### Task requirements:
Keeping every word and mark, copy all of the data.

[Saved entries]
------------------------------------------------------------

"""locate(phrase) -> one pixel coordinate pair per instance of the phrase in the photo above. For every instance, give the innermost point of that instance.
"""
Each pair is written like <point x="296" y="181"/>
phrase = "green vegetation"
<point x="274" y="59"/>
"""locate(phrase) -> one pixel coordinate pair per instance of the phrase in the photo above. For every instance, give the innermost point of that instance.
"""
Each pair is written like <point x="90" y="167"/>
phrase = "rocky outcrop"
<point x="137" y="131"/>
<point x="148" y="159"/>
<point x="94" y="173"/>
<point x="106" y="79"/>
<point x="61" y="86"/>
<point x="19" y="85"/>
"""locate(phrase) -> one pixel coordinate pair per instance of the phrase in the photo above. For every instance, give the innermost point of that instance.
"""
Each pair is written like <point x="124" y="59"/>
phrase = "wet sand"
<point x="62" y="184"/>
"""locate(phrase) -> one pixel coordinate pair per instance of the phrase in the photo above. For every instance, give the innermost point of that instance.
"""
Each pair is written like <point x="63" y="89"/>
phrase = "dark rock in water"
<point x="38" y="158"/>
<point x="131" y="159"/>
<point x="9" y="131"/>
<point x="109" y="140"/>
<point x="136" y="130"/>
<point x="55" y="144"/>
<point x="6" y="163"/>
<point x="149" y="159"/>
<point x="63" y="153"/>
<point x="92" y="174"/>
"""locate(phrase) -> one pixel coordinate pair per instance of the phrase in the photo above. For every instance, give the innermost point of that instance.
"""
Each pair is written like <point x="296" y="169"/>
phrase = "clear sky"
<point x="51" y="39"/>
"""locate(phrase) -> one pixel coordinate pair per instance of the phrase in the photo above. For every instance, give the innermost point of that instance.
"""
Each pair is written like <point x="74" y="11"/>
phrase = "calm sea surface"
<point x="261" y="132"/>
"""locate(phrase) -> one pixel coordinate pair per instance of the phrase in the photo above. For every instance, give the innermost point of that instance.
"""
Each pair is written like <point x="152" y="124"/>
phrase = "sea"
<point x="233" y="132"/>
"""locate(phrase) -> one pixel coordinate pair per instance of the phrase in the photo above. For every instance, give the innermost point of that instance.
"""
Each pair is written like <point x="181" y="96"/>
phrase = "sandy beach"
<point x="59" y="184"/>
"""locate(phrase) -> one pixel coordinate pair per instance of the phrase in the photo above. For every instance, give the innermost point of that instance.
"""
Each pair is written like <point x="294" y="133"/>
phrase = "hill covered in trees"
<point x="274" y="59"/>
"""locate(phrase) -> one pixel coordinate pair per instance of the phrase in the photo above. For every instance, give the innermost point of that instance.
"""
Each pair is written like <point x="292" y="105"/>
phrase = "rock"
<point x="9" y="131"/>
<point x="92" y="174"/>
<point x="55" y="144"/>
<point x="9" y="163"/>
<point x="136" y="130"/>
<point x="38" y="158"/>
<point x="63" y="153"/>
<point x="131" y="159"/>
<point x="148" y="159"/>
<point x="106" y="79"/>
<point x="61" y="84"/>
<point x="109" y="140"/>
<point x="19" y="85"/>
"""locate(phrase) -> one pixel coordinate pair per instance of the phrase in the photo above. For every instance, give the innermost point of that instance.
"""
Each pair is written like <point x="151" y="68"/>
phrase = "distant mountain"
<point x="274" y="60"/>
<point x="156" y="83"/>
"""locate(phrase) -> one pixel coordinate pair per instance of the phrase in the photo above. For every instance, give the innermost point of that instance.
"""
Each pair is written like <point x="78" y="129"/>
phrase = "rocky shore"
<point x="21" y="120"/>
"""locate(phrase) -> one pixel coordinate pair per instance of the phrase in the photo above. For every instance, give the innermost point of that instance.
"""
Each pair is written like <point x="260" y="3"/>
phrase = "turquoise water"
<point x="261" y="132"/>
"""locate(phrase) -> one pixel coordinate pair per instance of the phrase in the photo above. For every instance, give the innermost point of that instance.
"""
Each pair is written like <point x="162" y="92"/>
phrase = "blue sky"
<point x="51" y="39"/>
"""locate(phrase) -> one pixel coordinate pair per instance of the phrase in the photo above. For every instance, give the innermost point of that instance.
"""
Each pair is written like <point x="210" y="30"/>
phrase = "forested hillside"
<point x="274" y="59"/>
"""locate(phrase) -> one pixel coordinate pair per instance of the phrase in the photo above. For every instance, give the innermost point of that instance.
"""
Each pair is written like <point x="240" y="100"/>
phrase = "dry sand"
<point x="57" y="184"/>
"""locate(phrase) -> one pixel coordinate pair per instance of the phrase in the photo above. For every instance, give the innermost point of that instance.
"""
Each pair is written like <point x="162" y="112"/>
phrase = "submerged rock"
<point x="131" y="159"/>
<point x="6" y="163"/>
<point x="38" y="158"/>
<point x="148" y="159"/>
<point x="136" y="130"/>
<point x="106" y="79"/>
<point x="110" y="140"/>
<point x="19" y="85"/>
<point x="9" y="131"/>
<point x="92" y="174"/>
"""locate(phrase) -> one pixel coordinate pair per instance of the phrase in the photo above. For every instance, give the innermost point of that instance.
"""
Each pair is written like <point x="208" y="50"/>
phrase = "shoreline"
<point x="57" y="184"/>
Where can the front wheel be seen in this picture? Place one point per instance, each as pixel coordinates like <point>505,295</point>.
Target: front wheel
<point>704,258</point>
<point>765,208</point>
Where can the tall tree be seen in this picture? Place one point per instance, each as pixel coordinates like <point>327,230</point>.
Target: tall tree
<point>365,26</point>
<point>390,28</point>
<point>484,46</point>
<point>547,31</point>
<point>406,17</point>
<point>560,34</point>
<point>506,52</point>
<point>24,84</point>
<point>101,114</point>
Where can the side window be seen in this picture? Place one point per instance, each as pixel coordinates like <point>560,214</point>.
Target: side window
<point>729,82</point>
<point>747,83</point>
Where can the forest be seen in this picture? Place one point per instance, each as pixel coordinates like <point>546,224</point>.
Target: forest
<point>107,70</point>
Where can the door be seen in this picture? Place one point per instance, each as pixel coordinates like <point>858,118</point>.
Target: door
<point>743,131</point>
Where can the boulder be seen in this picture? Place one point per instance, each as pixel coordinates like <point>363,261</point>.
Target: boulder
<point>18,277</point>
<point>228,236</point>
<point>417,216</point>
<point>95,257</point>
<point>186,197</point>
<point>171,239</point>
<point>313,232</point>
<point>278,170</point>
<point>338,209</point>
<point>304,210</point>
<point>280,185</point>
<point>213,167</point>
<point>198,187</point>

------------------------------------------------------------

### Solution for this task:
"""locate(phrase) -> one pixel coordinate pair per instance of the phrase in the photo above. For every instance, give the innermost point of that instance.
"""
Each pair is written like <point x="296" y="181"/>
phrase = "green vegetation"
<point x="274" y="59"/>
"""locate(phrase) -> one pixel coordinate pair per instance of the phrase in the photo above. For every instance, give the innermost point of that instance.
"""
Each pair is written like <point x="90" y="167"/>
phrase = "rocky outcrop"
<point x="137" y="131"/>
<point x="148" y="159"/>
<point x="94" y="173"/>
<point x="106" y="79"/>
<point x="61" y="86"/>
<point x="19" y="85"/>
"""locate(phrase) -> one pixel coordinate pair per instance of the phrase in the photo above. For every instance, give the innermost point of that instance.
"""
Each pair is written like <point x="124" y="59"/>
phrase = "wet sand"
<point x="62" y="184"/>
"""locate(phrase) -> one pixel coordinate pair per instance of the phrase in the photo above. For every instance, give the innermost point of that instance.
"""
Each pair is written like <point x="63" y="89"/>
phrase = "dark rock in water"
<point x="38" y="158"/>
<point x="131" y="159"/>
<point x="9" y="131"/>
<point x="109" y="140"/>
<point x="136" y="130"/>
<point x="55" y="144"/>
<point x="6" y="163"/>
<point x="149" y="159"/>
<point x="63" y="153"/>
<point x="92" y="174"/>
"""locate(phrase) -> one pixel coordinate pair per instance of the phrase in the photo above. For every instance, give the innermost point of that instance.
"""
Each pair is written like <point x="296" y="169"/>
phrase = "clear sky"
<point x="51" y="39"/>
"""locate(phrase) -> one pixel coordinate pair per instance of the phrase in the photo above. For every instance, give the innermost point of that instance.
"""
Each pair is written like <point x="74" y="11"/>
phrase = "calm sea surface"
<point x="261" y="132"/>
"""locate(phrase) -> one pixel coordinate pair per instance of the phrase in the photo above. For every instance, give the innermost point of that instance.
"""
Each pair is written like <point x="152" y="124"/>
phrase = "sea"
<point x="233" y="132"/>
"""locate(phrase) -> one pixel coordinate pair per instance of the phrase in the photo above. For every instance, give the innermost point of that instance.
"""
Each pair is written like <point x="181" y="96"/>
phrase = "sandy beach"
<point x="59" y="184"/>
"""locate(phrase) -> one pixel coordinate pair per instance of the phrase in the photo above. For every instance, give the innermost point of that instance.
"""
Each pair is written like <point x="294" y="133"/>
phrase = "hill covered in trees"
<point x="274" y="59"/>
"""locate(phrase) -> one pixel coordinate pair per instance of the phrase in the photo above. For every instance, give the innermost point of that instance.
"""
Each pair is written like <point x="292" y="105"/>
phrase = "rock"
<point x="9" y="131"/>
<point x="92" y="174"/>
<point x="55" y="144"/>
<point x="9" y="163"/>
<point x="136" y="130"/>
<point x="38" y="158"/>
<point x="63" y="153"/>
<point x="131" y="159"/>
<point x="148" y="159"/>
<point x="106" y="79"/>
<point x="61" y="84"/>
<point x="109" y="140"/>
<point x="19" y="85"/>
"""locate(phrase) -> one pixel coordinate pair per instance of the phrase in the photo above. For every instance, give the innermost point of that instance.
"""
Each pair is written like <point x="151" y="68"/>
phrase = "distant mountain"
<point x="274" y="60"/>
<point x="156" y="83"/>
"""locate(phrase) -> one pixel coordinate pair per instance of the phrase in the photo above. For every instance, give the innermost point of that instance.
"""
Each pair is written like <point x="78" y="129"/>
phrase = "rocky shore"
<point x="21" y="120"/>
"""locate(phrase) -> one pixel coordinate pair per instance of the phrase in the photo above. For every instance, give the innermost point of that instance.
"""
Each pair is written like <point x="260" y="3"/>
phrase = "turquoise water"
<point x="261" y="132"/>
"""locate(phrase) -> one pixel coordinate pair per instance of the phrase in the photo above. For every instance, give the innermost point of that instance.
"""
Each pair is written like <point x="162" y="92"/>
phrase = "blue sky"
<point x="51" y="39"/>
"""locate(phrase) -> one pixel coordinate pair per instance of the phrase in the photo above. For every instance, give the innermost point of that instance.
"""
Each pair is written like <point x="210" y="30"/>
phrase = "forested hillside"
<point x="274" y="59"/>
"""locate(phrase) -> one pixel coordinate pair per instance of the phrase in the photo above. For every instance, give the innermost point of that instance.
"""
Each pair is written like <point x="240" y="100"/>
phrase = "dry sand"
<point x="57" y="184"/>
"""locate(phrase) -> one pixel coordinate pair per instance of the phrase in the photo above. For every instance, give the innermost point of that instance.
"""
Each pair is written like <point x="162" y="112"/>
phrase = "submerged rock"
<point x="131" y="159"/>
<point x="6" y="163"/>
<point x="38" y="158"/>
<point x="148" y="159"/>
<point x="136" y="130"/>
<point x="106" y="79"/>
<point x="110" y="140"/>
<point x="19" y="85"/>
<point x="9" y="131"/>
<point x="92" y="174"/>
"""locate(phrase) -> one pixel coordinate pair per instance of the phrase in the photo above. For every instance, give the innermost point of that instance.
"""
Each pair is written like <point x="208" y="50"/>
phrase = "shoreline"
<point x="57" y="184"/>
Where can the front wheel be seen in this picture? Place one point per instance, each as pixel coordinates like <point>505,295</point>.
Target: front wheel
<point>704,258</point>
<point>765,208</point>
Where can the tall tree be seen in this picture? Place one point per instance, each as pixel coordinates like <point>327,230</point>.
Target: tall tree
<point>365,26</point>
<point>390,28</point>
<point>484,46</point>
<point>547,31</point>
<point>406,17</point>
<point>560,34</point>
<point>506,52</point>
<point>24,84</point>
<point>101,114</point>
Where can the side window be seen in this picture? Place one point per instance, each as pixel coordinates like <point>560,214</point>.
Target: side window
<point>729,82</point>
<point>747,83</point>
Where can the forest be seen in this picture? Place one point per instance, each as pixel coordinates like <point>546,224</point>.
Target: forest
<point>107,70</point>
Where can the door be seen in this picture? Place one point per instance, each as pixel coordinates like <point>858,118</point>.
Target: door
<point>743,131</point>
Where can the boulder be seen in this picture? Place one point per instance, each as pixel coordinates like <point>363,261</point>.
Target: boulder
<point>18,277</point>
<point>228,236</point>
<point>417,216</point>
<point>95,257</point>
<point>186,197</point>
<point>171,239</point>
<point>313,232</point>
<point>278,170</point>
<point>338,209</point>
<point>304,210</point>
<point>280,185</point>
<point>213,167</point>
<point>198,187</point>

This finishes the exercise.